→ **WORK TO COMPLETE**
Format the data from the line with "Game engine object recognition — detect poster of two" through the line with "0, 421, 705, 470", both included, as a numbered list with blank lines left out. Use only those lines.
◆ ◆ ◆
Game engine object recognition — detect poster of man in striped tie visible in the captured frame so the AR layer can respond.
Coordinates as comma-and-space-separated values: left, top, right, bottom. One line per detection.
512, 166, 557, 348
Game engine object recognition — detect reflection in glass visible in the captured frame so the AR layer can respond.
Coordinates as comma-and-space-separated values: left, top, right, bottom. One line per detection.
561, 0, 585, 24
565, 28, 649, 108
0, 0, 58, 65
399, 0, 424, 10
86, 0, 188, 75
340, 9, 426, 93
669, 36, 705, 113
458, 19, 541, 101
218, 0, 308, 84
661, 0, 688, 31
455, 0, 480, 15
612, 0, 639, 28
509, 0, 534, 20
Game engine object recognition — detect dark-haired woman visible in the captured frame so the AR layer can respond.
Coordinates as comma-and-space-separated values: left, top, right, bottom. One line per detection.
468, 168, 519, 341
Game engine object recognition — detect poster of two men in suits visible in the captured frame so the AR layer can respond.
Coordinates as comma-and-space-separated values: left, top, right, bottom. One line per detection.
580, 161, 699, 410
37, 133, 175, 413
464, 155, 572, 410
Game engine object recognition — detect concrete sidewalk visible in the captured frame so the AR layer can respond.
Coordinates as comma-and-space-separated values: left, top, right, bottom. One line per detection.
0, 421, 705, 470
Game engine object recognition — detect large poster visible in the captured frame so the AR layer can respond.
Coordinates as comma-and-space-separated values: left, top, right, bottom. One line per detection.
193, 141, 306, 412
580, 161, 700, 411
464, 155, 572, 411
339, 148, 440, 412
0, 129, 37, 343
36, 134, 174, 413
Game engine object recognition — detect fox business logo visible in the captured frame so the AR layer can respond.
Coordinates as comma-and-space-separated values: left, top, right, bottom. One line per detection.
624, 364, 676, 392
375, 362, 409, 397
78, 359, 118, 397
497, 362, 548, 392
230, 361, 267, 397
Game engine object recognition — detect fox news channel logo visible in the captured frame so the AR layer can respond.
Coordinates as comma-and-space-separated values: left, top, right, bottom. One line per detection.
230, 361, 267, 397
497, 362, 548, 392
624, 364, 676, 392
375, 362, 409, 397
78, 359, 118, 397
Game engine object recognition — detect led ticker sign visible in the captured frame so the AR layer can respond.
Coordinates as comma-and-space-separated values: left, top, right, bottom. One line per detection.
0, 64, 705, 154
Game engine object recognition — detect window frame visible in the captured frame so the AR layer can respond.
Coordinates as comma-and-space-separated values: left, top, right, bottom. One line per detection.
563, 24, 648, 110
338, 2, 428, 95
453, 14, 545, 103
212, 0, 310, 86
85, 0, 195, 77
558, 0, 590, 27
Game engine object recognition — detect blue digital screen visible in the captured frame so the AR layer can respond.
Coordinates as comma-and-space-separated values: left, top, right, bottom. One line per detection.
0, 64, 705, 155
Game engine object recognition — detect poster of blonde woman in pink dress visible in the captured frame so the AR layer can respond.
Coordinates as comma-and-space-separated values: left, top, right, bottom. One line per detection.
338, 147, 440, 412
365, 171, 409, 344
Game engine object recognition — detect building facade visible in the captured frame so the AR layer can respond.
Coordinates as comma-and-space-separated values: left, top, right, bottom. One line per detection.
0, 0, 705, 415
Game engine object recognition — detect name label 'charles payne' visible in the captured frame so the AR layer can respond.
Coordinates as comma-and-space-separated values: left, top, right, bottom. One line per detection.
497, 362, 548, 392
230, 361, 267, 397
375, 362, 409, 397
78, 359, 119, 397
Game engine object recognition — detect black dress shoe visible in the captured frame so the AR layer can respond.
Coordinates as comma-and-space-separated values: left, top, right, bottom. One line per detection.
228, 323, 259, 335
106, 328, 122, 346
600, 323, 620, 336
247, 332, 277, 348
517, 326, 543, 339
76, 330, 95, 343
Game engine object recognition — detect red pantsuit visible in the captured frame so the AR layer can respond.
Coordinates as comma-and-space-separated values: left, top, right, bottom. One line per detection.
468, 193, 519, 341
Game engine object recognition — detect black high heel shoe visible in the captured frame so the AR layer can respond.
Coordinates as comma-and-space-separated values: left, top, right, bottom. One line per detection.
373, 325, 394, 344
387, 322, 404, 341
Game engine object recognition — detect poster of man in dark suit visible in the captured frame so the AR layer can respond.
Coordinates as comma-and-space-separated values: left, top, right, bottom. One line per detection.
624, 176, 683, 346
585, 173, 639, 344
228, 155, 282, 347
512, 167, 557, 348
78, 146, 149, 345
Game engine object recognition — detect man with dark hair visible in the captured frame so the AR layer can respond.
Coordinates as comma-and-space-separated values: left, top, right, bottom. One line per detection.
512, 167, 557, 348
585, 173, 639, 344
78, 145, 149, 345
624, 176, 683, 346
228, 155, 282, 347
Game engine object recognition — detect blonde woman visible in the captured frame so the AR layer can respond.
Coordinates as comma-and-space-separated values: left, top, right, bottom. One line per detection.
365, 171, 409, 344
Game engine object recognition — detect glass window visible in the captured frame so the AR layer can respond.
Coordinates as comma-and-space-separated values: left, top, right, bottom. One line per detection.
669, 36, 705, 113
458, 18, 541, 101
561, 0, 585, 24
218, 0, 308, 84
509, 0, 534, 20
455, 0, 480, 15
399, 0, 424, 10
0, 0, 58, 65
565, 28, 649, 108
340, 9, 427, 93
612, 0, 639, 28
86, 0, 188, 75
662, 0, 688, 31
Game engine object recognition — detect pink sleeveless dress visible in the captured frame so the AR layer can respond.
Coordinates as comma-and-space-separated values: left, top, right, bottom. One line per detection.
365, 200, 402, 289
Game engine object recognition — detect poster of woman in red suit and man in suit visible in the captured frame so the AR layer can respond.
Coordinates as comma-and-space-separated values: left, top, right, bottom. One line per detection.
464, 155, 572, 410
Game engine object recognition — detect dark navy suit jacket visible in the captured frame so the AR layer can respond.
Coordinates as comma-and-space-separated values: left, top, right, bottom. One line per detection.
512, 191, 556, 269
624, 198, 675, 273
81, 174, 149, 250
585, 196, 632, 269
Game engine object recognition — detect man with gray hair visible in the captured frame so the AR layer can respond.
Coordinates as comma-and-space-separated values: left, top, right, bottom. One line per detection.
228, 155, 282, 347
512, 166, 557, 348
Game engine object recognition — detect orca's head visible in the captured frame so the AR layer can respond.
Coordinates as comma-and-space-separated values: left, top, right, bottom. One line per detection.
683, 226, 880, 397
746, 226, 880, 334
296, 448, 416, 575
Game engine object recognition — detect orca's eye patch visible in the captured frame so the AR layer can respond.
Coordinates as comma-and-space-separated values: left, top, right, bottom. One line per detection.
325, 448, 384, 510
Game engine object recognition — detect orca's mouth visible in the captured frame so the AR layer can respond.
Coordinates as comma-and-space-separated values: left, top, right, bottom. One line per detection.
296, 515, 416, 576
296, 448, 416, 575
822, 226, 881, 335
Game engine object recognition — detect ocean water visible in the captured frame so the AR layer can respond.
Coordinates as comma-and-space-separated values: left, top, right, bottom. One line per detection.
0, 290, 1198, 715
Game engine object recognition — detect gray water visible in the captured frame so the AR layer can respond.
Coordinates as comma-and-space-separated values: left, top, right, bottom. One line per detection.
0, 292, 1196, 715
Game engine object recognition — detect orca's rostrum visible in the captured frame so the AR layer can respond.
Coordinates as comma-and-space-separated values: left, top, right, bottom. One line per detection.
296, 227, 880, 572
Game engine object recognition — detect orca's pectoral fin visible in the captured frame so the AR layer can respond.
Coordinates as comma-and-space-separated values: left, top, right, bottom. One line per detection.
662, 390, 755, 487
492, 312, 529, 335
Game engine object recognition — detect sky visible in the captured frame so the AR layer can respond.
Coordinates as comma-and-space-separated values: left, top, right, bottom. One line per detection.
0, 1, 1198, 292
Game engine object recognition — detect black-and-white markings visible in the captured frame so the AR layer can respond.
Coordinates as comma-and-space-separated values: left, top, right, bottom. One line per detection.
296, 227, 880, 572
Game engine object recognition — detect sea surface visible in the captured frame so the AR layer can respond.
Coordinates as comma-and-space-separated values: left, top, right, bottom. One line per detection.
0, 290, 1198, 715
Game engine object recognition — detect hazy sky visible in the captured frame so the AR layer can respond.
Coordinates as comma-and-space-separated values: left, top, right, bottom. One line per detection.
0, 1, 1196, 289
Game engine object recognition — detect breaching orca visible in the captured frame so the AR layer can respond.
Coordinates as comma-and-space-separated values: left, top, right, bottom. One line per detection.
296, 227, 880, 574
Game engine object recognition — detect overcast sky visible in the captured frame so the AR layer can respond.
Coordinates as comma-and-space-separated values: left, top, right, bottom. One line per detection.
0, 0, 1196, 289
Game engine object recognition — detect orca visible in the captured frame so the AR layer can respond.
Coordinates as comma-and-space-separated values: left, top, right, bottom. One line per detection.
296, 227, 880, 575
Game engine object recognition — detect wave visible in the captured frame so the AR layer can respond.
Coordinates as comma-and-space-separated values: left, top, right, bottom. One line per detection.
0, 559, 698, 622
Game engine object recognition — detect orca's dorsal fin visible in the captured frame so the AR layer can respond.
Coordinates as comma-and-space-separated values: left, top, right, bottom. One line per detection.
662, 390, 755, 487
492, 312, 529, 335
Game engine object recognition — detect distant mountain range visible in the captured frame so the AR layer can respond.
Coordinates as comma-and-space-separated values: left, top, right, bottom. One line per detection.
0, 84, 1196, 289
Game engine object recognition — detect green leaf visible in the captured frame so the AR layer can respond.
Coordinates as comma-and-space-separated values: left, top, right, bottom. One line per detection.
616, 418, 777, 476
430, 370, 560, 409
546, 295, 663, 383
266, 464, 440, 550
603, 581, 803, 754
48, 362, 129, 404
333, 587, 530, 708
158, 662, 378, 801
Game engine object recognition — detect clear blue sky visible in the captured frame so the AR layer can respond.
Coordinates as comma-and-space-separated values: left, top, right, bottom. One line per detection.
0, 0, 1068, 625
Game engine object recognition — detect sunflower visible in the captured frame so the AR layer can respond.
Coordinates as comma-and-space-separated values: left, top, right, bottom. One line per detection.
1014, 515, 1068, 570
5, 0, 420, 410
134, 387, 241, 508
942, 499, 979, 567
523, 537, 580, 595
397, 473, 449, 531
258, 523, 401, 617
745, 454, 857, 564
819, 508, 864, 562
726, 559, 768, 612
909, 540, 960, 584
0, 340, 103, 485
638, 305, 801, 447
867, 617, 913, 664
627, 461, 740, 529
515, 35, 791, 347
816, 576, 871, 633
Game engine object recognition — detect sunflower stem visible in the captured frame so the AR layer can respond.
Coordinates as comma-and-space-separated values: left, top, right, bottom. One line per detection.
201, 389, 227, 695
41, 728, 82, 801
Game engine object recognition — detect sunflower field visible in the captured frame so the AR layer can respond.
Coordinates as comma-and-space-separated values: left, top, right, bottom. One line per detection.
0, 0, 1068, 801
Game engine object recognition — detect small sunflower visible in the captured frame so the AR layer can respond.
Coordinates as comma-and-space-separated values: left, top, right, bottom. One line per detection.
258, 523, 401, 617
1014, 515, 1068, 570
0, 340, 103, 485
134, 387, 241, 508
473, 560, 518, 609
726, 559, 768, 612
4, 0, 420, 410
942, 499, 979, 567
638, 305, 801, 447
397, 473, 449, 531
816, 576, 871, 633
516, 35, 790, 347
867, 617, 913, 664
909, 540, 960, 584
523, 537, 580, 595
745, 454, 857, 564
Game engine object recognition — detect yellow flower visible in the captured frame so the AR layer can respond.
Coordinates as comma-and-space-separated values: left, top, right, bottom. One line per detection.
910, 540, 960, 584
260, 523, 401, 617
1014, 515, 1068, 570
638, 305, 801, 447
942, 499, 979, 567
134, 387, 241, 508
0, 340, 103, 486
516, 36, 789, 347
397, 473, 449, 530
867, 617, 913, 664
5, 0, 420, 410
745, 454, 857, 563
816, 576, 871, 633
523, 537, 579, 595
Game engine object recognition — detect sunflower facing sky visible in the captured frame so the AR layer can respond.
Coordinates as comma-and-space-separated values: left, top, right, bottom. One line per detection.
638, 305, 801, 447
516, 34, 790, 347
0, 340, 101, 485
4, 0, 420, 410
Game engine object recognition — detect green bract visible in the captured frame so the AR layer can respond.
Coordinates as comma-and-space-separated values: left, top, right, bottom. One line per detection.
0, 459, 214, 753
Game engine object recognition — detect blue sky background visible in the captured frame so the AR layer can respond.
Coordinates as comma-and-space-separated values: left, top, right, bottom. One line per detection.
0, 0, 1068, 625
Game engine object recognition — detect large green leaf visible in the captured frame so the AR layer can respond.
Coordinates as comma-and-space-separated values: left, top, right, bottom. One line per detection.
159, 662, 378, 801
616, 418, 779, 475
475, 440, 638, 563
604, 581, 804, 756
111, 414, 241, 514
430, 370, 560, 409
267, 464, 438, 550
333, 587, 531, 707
◆ ◆ ◆
→ **ANSWER TO THIS TASK**
1. Game engine object recognition — detect poster of two men in suits visible in the captured frame so the AR layer can respond.
2. Coordinates as comma-and-space-separated values: left, top, right, bottom. One line per detection.
3. 580, 161, 699, 410
4. 37, 133, 175, 413
5. 464, 155, 572, 410
6. Game engine object recognition — detect concrete sidewalk visible in the captured frame so the AR layer can respond.
7. Coordinates as comma-and-space-separated values: left, top, right, bottom. One line per detection.
8. 0, 421, 705, 470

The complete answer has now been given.